- What you need to do
Swap "instance" for "object" wherever it appears in the records below, keeping everything else as is. Omit the pictures from your answer.

++++ Records for processing

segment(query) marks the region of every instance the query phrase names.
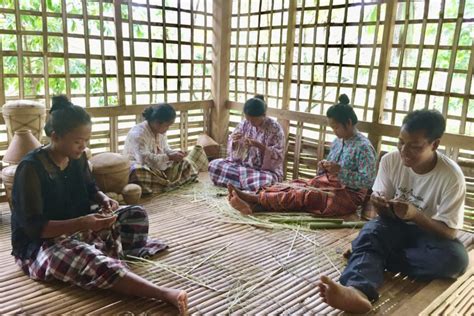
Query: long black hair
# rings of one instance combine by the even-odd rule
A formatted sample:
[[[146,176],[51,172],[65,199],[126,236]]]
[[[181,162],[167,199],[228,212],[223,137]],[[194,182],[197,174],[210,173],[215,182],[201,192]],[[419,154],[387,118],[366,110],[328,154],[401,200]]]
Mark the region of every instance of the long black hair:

++++++++

- Output of the task
segment(query) marks the region of every object the query phrase names.
Query: long black hair
# rings of one object combine by the even-odd rule
A formatted sample:
[[[146,176],[51,172],[65,199],[126,236]]]
[[[181,162],[167,199],[228,212],[223,137]],[[194,182],[197,174],[210,173],[215,182],[201,192]],[[419,154],[387,118],[366,110],[328,154],[401,200]]]
Mark the region of every object of the long black hair:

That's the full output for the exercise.